━━━ Supplied text

Self-employed borrowers who financed a home or investment property with a low-documentation loan in early 2022 are approaching a critical deadline: the two-year mark that can transform their lending profile from non-conforming to prime. With the Reserve Bank of Australia holding the cash rate at 4.35% p.a. as of its April 2024 meeting, the spread between typical low-doc and full-doc interest rates has widened to between 120 and 160 basis points for many owner-occupier loans. A borrower carrying a $500,000 low-doc loan at 7.29% p.a. variable, a rate common among near-prime lenders in the first half of 2024, could refinance to a full-doc loan at 5.79% p.a. with a non-bank that validates income using two years of tax returns—saving roughly $7,500 in interest per year. This arithmetic matters because the ATO’s single-touch payroll and data-matching programs have strengthened income verification, giving credit assessors confidence in tax-return-based assessments that did not exist when low-doc lending ballooned in 2021-22. Two years of lodged tax returns, covering the 2022–23 and 2023–24 financial years for most applicants, now satisfy the minimum seasoning requirement at lenders including Pepper Money, La Trobe Financial, Resimac, Liberty, Bluestone and Brighten. For directors, sole traders and contractors who previously relied on an accountant’s declaration or BAS statements, the window to exit an expensive low-doc facility has opened in mid-2024.

━━━━━━
━━━ Record extracts

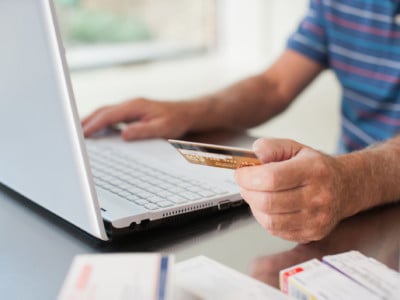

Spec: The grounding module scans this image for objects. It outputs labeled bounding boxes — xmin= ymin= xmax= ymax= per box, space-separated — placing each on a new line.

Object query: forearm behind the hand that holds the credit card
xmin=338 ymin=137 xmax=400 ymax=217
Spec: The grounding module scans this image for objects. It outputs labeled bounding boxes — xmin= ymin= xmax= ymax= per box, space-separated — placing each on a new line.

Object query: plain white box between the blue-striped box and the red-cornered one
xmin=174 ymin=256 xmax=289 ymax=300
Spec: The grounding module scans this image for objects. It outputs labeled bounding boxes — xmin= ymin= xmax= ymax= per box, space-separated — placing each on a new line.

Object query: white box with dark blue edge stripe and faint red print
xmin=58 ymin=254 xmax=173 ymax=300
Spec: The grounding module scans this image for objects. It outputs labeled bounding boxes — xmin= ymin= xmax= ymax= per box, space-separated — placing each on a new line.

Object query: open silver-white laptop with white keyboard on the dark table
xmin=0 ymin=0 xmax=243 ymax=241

━━━━━━
━━━ Record extracts

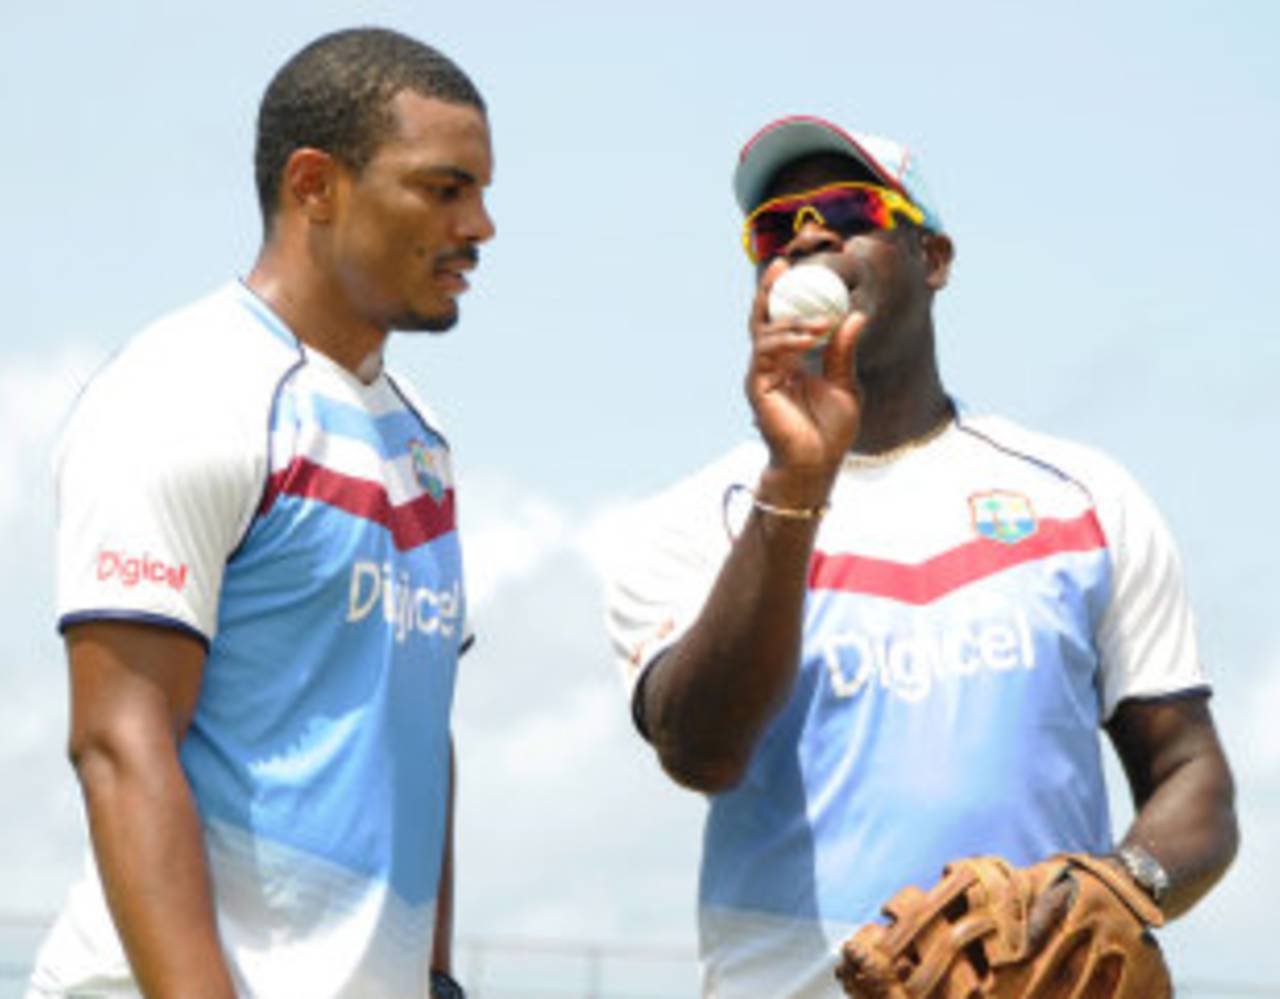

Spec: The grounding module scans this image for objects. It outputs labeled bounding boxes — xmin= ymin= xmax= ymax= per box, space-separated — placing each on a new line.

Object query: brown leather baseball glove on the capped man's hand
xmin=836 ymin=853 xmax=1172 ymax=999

━━━━━━

- [What to work on]:
Answer these questions using the text on refinancing low-doc loans.
(a) At what level was the Reserve Bank of Australia holding the cash rate as of its April 2024 meeting?
(b) Roughly how much interest per year could the borrower with the $500,000 low-doc loan save by refinancing?
(c) For most applicants, which financial years do the two years of lodged tax returns cover?

- [Your solution]:
(a) 4.35% p.a.
(b) About $7,500
(c) 2022–23 and 2023–24